## Pasaje seleccionado
###

Los ocho años de Obama, que finalizaban, contra pronóstico, de la peor manera posible, habían respetado el statu quo institucional procedente de la posguerra. El último presidente norteamericano abrió su país al diálogo multilateral, tras el tradicional unilateralismo aplicado por sus antecesores. Obama fue un convencido de acudir a las Naciones Unidas con el fin de que recuperase su papel original, el de afrontar los conflictos internacionales con el consenso de las naciones. También, su estrategia supuso una nueva mirada de atención a Asia, en perjuicio de Europa, la gran olvidada de Obama con respecto a Bush, Clinton y otros presidentes. Pero, como ellos, el respeto a las reglas del juego establecidas durante décadas era incuestionable. La connivencia con el orden mundial asentado en las principales organizaciones internacionales, apadrinadas por Estados Unidos, desde el Fondo Monetario Internacional a la OTAN, pasando por las viejas alianzas con Europa y el conjunto de Occidente, se habían mantenido a salvo. La llegada del sorprendente Trump con su promesa de «poner a América por delante» y de revisar el tradicional reparto de papeles emerge ahora como espada de Damocles sobre el tablero mundial. Con su agresiva y novedosa forma de comunicar, desde su cuenta de Twitter, y su anunciada guerra al periodismo tradicional, ha lanzado el mayor desafío al sistema desde la posguerra. Aprovechándose del desafecto ciudadano hacia la política y del descontento social y económico provocado por los traumas de la revolución tecnológica, el recién llegado presidente de Estados Unidos inaugura una nueva era.

###

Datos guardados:
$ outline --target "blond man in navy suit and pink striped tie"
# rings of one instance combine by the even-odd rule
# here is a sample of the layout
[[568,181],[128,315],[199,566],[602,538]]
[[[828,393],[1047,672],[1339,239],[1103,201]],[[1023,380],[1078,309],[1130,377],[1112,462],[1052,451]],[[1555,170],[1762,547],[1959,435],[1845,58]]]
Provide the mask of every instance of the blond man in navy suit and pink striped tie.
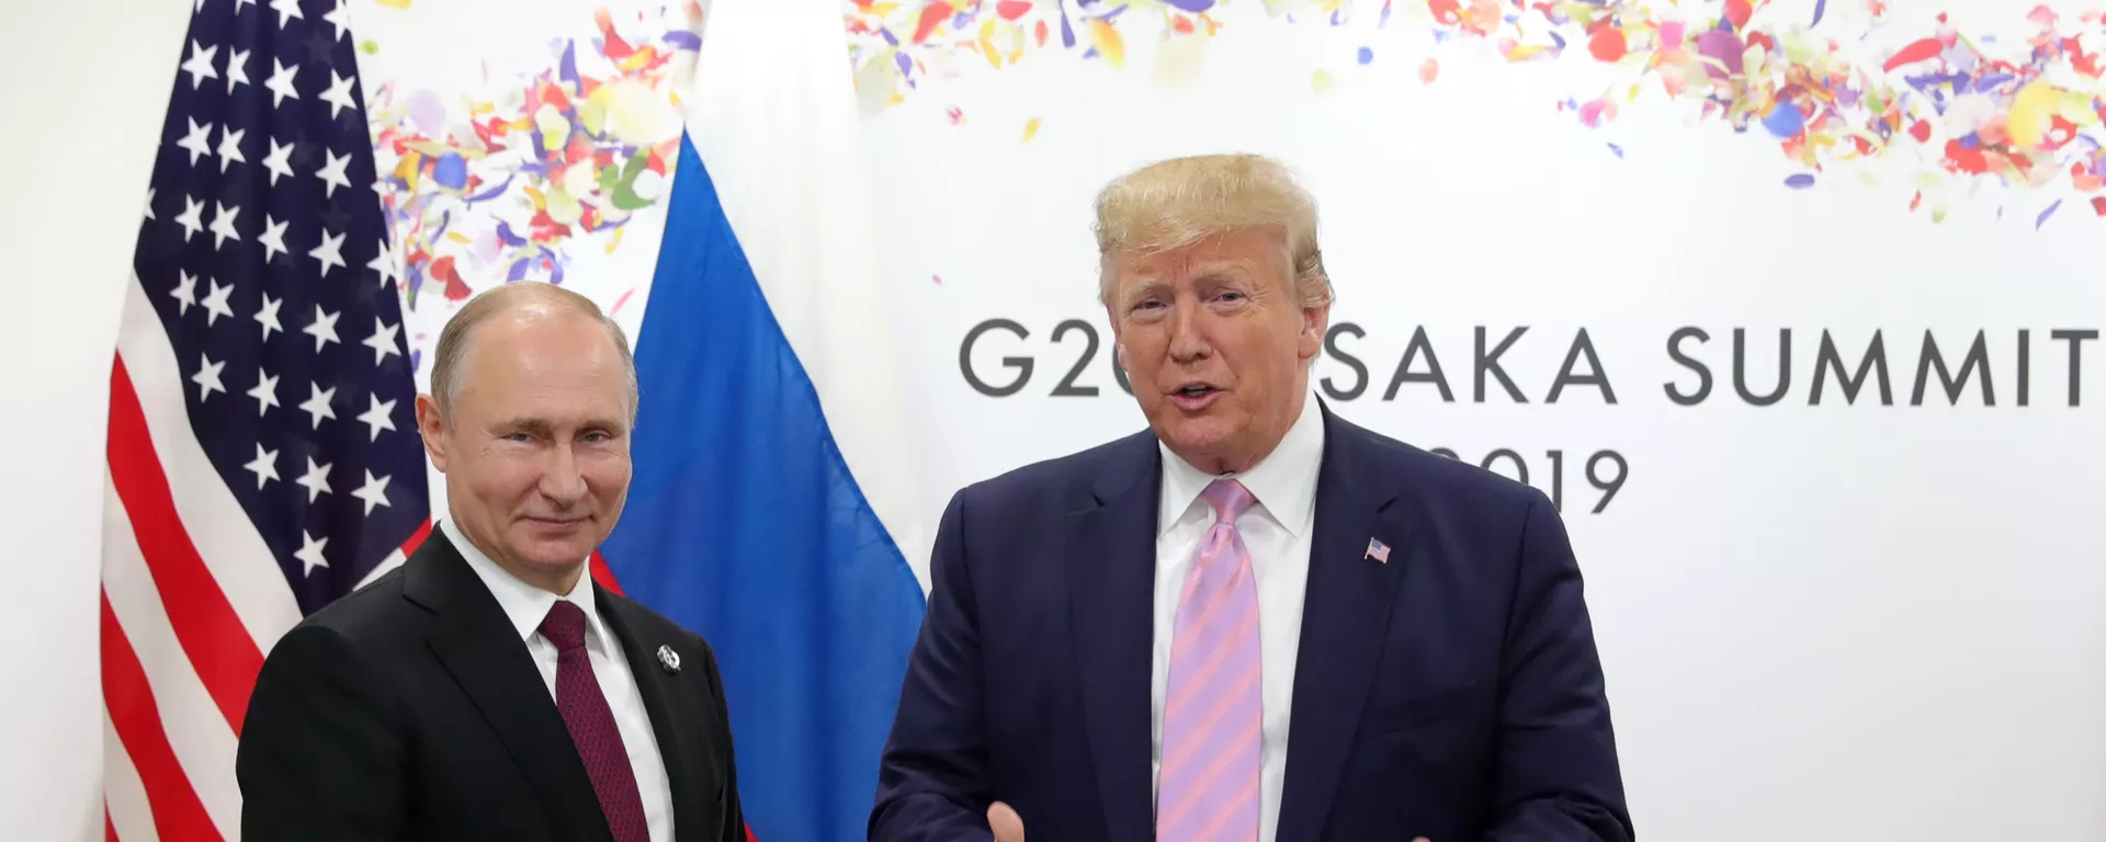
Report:
[[1316,204],[1257,156],[1097,198],[1148,432],[952,497],[872,840],[1630,840],[1535,488],[1310,392]]

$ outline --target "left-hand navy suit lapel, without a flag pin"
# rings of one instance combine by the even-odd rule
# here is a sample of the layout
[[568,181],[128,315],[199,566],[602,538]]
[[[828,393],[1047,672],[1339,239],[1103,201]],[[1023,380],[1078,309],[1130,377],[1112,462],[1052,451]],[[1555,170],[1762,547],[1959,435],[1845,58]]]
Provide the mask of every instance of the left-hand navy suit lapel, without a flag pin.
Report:
[[1087,507],[1068,520],[1068,625],[1106,838],[1114,842],[1154,838],[1148,676],[1158,459],[1152,436],[1120,442]]

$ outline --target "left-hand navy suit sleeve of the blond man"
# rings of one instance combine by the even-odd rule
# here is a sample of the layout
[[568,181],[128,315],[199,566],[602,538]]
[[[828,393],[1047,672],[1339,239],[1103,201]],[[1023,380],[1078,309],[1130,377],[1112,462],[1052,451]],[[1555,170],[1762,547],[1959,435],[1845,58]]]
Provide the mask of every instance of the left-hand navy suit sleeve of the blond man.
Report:
[[943,512],[929,573],[929,613],[908,655],[899,709],[878,764],[872,842],[992,838],[979,617],[967,560],[962,490]]

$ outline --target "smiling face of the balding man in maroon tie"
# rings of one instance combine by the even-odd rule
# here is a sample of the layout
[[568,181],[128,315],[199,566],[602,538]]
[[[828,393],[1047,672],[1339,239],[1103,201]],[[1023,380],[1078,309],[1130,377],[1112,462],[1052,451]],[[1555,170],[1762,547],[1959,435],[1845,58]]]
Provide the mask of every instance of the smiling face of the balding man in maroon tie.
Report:
[[417,400],[453,522],[520,579],[575,583],[630,488],[619,349],[592,318],[522,307],[476,326],[459,383],[446,417]]

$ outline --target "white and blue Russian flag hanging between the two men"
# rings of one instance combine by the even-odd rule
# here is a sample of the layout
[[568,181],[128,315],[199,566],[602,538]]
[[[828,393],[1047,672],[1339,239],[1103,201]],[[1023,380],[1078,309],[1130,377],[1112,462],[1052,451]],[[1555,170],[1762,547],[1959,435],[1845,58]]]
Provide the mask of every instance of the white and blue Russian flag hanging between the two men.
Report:
[[866,836],[927,606],[834,0],[718,0],[636,339],[621,592],[710,640],[748,827]]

###

Prosigue el pasaje sobre el fin de la etapa de Obama y la llegada de Trump a partir de su última frase.

## Respuesta al ejercicio
La irrupción de Trump amenaza con voltear hasta la tradicional relación poder-prensa y el sistema de opinión pública. Una admonición que el filósofo Fernando Savater atribuye a «una desconcertante apuesta por la telerrealidad, que supone la venganza contra la realidad. Así ha pasado en Europa y en Estados Unidos, y es posible que siga pasando más y más en nuestras democracias».

Más temor en un mundo inseguro

En un mundo en el que la cooperación entre organizaciones internacionales resulta determinante, si hay algún desafío preocupante para la relación entre Estados Unidos y Europa, es el futuro de la Organización para el Tratado del Atlántico Norte —OTAN—. De su efectividad depende que los ciudadanos europeos y estadounidenses, por ese orden, vean garantizada su seguridad. La advertencia de Trump a los europeos para que eleven su aportación económica a la institución, bajo amenaza de romper las reglas, despertó una profunda inquietud. Pese al mensaje de tranquilidad que el presidente saliente Obama trasladó a Europa desde Berlín, en la visita que cerraba su mandato, la Unión Europea ha desempolvado el atascado plan de poner en marcha un ejército europeo.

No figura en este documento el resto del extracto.